Lene Kaaberbøl en Agnete Friis- De jongen in de koffer (2010) ****
Opgevouwen als een overhemd

De huiveringwekkende proloog creëert een sfeer van spanning – deze lijkt echter door de lange inleiding in te zakken. Figuren en bijbehoren overdonderen je – wie is wie en waarom?
Nina Bjorn – als Rode Kruiszuster heel wat meegemaakt – weet niet wat ze over zich haalt als ze een koffer gaat ophalen van het station. Deze herbergt een jongentje van een jaar of drie, opgevouwen als een overhemd. De spanning rijst als Nina besluit zijn herkomst te achterhalen.

In Polen zet de moeder alles op het spel om haar zoontje terug te vinden – maar ook haar voorgeschiedenis blijkt van belang.

* **GEGEVENS VOOR ANALYSE**
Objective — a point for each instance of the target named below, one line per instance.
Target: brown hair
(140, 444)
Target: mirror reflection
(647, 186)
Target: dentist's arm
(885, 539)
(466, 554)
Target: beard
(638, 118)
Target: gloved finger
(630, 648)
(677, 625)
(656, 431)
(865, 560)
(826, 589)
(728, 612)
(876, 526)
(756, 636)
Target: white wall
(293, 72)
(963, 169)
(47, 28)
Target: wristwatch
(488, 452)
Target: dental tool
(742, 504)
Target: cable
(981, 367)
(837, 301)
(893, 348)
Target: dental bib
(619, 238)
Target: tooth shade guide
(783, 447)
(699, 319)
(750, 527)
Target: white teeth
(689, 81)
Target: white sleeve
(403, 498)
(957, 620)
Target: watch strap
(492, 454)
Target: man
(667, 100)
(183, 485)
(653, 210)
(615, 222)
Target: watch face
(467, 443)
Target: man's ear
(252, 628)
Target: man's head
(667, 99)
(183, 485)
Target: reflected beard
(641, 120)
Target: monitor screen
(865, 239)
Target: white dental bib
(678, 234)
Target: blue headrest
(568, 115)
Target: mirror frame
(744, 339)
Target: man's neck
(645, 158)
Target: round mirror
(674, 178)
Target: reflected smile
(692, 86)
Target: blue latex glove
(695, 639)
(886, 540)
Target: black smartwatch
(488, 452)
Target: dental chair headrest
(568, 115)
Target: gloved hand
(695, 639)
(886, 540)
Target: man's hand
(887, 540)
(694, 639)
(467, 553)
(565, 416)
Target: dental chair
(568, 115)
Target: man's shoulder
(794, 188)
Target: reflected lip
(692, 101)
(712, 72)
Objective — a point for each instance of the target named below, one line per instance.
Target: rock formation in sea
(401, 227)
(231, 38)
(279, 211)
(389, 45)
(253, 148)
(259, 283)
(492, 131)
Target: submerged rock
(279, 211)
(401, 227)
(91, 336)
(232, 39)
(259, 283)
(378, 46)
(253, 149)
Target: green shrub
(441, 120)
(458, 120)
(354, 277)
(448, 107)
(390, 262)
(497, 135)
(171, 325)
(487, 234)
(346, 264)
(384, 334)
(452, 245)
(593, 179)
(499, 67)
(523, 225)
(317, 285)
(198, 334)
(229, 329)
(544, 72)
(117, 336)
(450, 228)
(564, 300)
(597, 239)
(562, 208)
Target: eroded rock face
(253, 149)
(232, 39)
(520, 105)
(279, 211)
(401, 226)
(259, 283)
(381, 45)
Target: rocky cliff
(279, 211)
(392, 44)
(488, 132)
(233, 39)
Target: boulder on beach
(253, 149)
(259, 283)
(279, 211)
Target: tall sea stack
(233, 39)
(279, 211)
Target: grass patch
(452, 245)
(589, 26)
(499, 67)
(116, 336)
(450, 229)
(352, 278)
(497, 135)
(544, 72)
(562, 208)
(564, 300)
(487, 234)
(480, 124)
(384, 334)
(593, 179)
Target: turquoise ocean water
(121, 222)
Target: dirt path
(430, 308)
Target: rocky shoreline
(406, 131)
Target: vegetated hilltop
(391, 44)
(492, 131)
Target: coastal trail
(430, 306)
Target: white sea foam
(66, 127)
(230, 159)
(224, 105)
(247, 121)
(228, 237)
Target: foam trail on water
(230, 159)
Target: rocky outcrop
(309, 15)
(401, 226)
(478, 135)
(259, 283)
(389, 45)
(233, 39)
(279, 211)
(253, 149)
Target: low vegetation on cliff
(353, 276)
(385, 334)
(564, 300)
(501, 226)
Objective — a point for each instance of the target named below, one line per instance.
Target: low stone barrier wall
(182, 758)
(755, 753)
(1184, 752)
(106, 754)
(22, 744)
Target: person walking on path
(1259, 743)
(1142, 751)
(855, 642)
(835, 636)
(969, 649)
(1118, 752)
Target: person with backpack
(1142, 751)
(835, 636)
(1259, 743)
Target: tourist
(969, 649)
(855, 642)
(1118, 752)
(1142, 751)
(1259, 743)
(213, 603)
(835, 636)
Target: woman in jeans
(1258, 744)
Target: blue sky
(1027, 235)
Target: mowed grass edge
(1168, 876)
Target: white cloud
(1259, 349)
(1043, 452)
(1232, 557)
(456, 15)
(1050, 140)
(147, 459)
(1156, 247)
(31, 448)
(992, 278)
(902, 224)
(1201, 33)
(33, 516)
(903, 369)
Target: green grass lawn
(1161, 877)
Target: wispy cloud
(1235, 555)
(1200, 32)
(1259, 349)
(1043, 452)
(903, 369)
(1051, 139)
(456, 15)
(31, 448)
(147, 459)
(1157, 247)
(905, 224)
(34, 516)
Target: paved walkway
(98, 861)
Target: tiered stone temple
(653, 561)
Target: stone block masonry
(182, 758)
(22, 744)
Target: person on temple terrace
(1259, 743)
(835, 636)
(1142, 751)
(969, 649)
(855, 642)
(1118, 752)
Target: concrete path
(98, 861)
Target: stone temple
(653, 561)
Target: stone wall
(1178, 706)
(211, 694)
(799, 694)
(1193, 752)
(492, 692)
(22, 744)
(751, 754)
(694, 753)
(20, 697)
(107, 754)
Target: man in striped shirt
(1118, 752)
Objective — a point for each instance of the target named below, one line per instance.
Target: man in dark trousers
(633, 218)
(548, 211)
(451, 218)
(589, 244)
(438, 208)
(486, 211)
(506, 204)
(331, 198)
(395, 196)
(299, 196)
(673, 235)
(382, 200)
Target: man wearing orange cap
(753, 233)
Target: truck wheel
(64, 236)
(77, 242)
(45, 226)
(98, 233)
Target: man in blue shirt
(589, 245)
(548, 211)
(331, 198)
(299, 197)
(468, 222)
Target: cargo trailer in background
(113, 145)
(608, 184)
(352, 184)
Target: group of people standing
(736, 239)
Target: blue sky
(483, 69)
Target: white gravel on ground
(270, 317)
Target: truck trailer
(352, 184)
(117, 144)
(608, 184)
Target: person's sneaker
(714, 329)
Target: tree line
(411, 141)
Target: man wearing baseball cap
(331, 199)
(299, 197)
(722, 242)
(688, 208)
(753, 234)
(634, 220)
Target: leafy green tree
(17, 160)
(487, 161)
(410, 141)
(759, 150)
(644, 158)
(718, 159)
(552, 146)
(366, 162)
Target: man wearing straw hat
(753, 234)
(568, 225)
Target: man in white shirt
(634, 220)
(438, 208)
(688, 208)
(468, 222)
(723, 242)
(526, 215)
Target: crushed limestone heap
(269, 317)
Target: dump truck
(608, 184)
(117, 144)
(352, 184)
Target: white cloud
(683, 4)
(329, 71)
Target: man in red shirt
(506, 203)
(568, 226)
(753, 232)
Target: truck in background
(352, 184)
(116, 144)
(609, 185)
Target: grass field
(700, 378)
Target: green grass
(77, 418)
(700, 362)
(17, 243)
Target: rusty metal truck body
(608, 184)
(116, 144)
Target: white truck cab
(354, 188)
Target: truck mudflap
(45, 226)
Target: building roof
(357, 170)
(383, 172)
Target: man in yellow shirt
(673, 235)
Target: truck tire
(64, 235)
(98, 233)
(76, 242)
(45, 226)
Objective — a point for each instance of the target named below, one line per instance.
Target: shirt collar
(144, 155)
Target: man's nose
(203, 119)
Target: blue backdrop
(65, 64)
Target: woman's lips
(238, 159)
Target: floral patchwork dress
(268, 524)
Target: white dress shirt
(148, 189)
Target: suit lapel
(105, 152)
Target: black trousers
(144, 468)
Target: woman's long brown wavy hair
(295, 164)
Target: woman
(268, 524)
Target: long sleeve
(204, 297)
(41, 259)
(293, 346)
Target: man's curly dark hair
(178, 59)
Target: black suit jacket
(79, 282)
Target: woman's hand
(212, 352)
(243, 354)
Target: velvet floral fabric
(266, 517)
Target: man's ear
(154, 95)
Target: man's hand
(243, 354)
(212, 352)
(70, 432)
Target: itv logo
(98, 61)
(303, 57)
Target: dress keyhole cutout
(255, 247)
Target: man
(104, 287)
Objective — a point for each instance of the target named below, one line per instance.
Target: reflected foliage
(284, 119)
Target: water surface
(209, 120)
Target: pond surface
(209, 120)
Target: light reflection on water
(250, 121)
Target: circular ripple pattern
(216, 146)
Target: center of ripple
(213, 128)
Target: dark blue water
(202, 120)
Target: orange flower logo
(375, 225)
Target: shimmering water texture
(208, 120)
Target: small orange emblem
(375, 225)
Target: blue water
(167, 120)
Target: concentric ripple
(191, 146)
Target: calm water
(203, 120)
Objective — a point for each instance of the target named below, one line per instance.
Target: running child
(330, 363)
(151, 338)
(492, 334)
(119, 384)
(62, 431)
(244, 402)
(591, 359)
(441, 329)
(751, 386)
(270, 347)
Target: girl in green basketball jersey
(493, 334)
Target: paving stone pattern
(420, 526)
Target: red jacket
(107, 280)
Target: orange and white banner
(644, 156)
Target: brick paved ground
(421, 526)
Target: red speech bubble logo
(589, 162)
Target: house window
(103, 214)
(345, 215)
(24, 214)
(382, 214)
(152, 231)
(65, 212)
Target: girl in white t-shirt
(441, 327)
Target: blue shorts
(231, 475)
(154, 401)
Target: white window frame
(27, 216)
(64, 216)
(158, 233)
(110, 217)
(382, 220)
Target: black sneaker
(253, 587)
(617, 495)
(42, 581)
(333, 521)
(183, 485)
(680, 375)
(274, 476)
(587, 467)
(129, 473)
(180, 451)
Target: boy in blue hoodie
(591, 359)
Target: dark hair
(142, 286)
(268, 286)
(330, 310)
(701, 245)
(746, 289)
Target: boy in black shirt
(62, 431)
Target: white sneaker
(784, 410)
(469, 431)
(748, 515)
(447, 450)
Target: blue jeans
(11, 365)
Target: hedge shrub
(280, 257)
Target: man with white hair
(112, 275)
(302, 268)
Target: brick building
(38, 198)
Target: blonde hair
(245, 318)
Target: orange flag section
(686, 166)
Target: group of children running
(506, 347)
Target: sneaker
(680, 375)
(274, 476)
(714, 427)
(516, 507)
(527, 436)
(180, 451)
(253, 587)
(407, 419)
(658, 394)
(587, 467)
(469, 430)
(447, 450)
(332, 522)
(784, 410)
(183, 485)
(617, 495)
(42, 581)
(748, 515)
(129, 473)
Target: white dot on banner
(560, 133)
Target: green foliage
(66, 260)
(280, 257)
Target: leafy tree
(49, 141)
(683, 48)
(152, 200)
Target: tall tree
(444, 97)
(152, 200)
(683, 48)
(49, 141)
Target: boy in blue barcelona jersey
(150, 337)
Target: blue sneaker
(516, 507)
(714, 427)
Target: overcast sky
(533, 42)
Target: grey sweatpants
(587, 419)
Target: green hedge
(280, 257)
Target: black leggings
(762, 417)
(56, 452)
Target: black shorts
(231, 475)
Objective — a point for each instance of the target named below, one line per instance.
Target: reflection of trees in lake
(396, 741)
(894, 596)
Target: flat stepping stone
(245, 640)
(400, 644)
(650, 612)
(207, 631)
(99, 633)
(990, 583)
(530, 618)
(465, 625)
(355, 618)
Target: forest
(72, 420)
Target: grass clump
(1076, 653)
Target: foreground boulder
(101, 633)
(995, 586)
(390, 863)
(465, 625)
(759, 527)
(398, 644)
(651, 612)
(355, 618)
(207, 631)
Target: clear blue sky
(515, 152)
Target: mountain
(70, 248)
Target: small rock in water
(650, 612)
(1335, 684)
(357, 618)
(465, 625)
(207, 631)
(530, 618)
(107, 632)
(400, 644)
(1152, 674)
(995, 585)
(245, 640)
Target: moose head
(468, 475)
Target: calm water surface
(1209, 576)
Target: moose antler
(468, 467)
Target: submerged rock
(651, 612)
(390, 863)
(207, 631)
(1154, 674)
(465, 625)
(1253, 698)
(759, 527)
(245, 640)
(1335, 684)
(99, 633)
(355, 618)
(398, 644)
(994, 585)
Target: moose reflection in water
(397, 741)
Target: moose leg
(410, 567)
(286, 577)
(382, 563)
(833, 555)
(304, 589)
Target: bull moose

* **HET MATERIAAL VERKENNEN**
A - Geef voor elke uitspraak aan of die klopt met de boekbespreking, en onderbouw je ja of nee met de doorslaggevende woorden uit de tekst, letterlijk geciteerd. (i) Nina haalt de koffer op van het vliegveld. (ii) De jongen in de koffer is ongeveer drie jaar oud. (iii) De moeder gaat in Polen op zoek naar haar zoontje.
B - Neem uit de boekbespreking woordelijk het stuk over tussen "Lene Kaaberbøl en" en "herkomst te achterhalen.", beide inbegrepen.
C - Schrijf de boekbespreking van De jongen in de koffer verder, te beginnen na de laatste zin.
Het materiaal heeft niets met de boekbespreking te maken.

* **ALLE ANTWOORDEN**
A -
(i) Nee: "als ze een koffer gaat ophalen van het station"
(ii) Ja: "een jongentje van een jaar of drie"
(iii) Ja: "In Polen zet de moeder alles op het spel om haar zoontje terug te vinden"

B -
Lene Kaaberbøl en Agnete Friis- De jongen in de koffer (2010) ****
Opgevouwen als een overhemd

De huiveringwekkende proloog creëert een sfeer van spanning – deze lijkt echter door de lange inleiding in te zakken. Figuren en bijbehoren overdonderen je – wie is wie en waarom?
Nina Bjorn – als Rode Kruiszuster heel wat meegemaakt – weet niet wat ze over zich haalt als ze een koffer gaat ophalen van het station. Deze herbergt een jongentje van een jaar of drie, opgevouwen als een overhemd. De spanning rijst als Nina besluit zijn herkomst te achterhalen.

C -
Niet alleen beide vrouwen worden omringd door problemen – het jongentje is meegenomen door de verkeerde. Daarom zal ook de ontvoerder alles op alles zetten de betrokkenen uit te schakelen en het jongentje terug in handen te krijgen.

De drie verhaallijnen slingeren rond elkaar zonder in herhaling te vervallen. Samen vormen ze een beeld dat verder reikt  dan elk verhaal op zich.
De jongen in de koffer is een gedreven vertelling – in de beste Scandinavische traditie vaart het verhaal op sociale betrokkenheid. De kale – maar betrokken taal zorgt voor een spanning die wegleggen schier onmogelijk maakt.

“Het was niet belangrijk, en de misdaden die tegen hen [die hier officieel niet waren] werden begaan hadden niets met normale mensen en het rechtssysteem te maken. Alleen atypische personen als Nina konden niet de andere kant opkijken.”